_Исходный текст_
——

Всё более необходимым в процессе творения власти и штамповки её форм становится антагонист мрачного палача: утверждающий новые ценности и свободы художник

Действительно, мы существуем сегодня на фоне общеконсервативных тенденций, цензуры, сворачивания свободы высказывания, ограничительного законотворчества, запугивания населения и легитимации страха. Власть всё чаще примеряет костюм ключевого персонажа консерватизма: пессимистичного и циничного палача-моралиста [1]. Значит, всё более необходимым в процессе творения власти и штамповки её форм становится антагонист мрачного палача: утверждающий новые ценности и свободы художник. Среда его обитания, сфера искусства, предоставляет последнее убежище публичному сопротивлению. Но даже наиболее прогрессивная её часть сформирована частным капиталом и существует в контексте личных интересов небольшого количества конкретных людей. В частности семейные отношения владельцев одной из структурообразующих институций в области современного искусства в России, а именно музея «Гараж», заметно сказались на его деятельности. И если такие учреждения предоставляют большую свободу высказывания, то проблемы, которые испытывают их работники и посетители, вытекают из неолиберального характера их функционирования. То есть публичная активность в России оказывается включена на разных уровнях власти либо в авторитарные и консервативные, либо в более прогрессивные, но неолиберальные и неоколониальные [2] стратегии.

Для выхода за пределы узкого ряда жизненных перспектив необходимо не только конструирование стратегий (художественных, академических, активистских) в рамках существующего социального обрамления, но тактическая пересборка всего ансамбля, включающего элементы высказывания, концептуализации, групповой вовлечённости, жизни сообщества, институционального фона и политического климата сразу. Например, как это сделала администрация пермского музея современного искусства ПЕРММ. Музей заключил альянс с низовым экологическим движением и другими городскими сообществами, утверждая ценности, рождённые внутри внутри них, и усиливая голос горожан, которые в свою очередь поддерживают музей [3].

Что такое стратегия и тактика

Здесь я разовью несколько контринтуитивное понимание этих терминов, чтобы далее применить их к анализу современной цифровизированной социальности.

Стратегия и тактика, согласно Фуко, различается как война и армия: то есть ведение боевых действий между государствами (стратегия) и внутренняя армейская организация: поддержание дисциплины, тренировка солдат, их координация (тактика). Анализируя источники, Фуко показывает, что управленцы XVII века рассматривали армейскую тактическую модель как ориентир и для внутренней политики [4] Эти идеи, сформулированные в ходе анализа тюремной системы, он развивает в следующей книге в ходе анализа сексуальности, дополняя фигуру власти-дисциплины фигурой власти-желания. Фуко смещает акцент с суверенитета, институций и закона — то есть с негативного понимания власти как ограничивающей и запрещающей силы, нисходящей от суверена к народу — к рассмотрению соотношения сил, которые пронизывая все уровни власти, складываются в стратегическую ситуацию общества. Эта ситуация кристаллизуется в общественных институциях, пронизанных сеткой власти и пытающихся интегрировать её, но не источающих и не локализующих её в себе [5].

——

_Предоставленные данные_
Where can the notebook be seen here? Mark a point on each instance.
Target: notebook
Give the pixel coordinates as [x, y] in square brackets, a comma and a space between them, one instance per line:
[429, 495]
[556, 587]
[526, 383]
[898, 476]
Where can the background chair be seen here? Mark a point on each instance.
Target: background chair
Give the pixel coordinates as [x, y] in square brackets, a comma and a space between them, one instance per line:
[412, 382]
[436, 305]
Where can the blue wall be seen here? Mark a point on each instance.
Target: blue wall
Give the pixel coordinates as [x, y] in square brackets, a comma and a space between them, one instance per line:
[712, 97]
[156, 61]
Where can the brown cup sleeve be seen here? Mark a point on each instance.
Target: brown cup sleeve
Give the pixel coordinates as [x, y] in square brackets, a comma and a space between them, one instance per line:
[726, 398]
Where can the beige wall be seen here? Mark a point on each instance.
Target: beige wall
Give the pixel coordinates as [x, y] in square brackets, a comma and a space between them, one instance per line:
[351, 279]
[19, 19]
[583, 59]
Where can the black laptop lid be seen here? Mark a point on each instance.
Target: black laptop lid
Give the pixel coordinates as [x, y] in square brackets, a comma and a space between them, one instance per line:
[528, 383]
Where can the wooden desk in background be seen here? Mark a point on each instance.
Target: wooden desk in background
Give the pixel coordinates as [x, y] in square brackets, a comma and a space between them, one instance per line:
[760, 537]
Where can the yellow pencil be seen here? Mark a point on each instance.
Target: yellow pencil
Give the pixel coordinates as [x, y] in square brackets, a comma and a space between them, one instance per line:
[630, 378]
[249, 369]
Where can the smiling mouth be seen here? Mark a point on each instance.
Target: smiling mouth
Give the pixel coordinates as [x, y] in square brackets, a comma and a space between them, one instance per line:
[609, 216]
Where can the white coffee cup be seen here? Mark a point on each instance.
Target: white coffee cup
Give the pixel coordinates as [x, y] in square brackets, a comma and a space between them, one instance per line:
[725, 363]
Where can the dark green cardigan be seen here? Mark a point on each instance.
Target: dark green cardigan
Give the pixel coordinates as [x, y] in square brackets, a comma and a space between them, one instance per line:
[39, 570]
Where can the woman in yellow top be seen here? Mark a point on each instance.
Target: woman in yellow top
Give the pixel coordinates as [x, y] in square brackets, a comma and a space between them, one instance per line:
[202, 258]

——

_Задания к упражнению_
a) Переведите на английский язык предложение из текста: «Здесь я разовью несколько контринтуитивное понимание этих терминов, чтобы далее применить их к анализу современной цифровизированной социальности».
b) С каким движением, согласно тексту, заключил альянс пермский музей современного искусства ПЕРММ?
Отвечать нужно только по тексту.

_Решённые задания_
a) Here I will develop a somewhat counterintuitive understanding of these terms in order to then apply them to an analysis of contemporary digitalized sociality.

b) С низовым экологическим движением.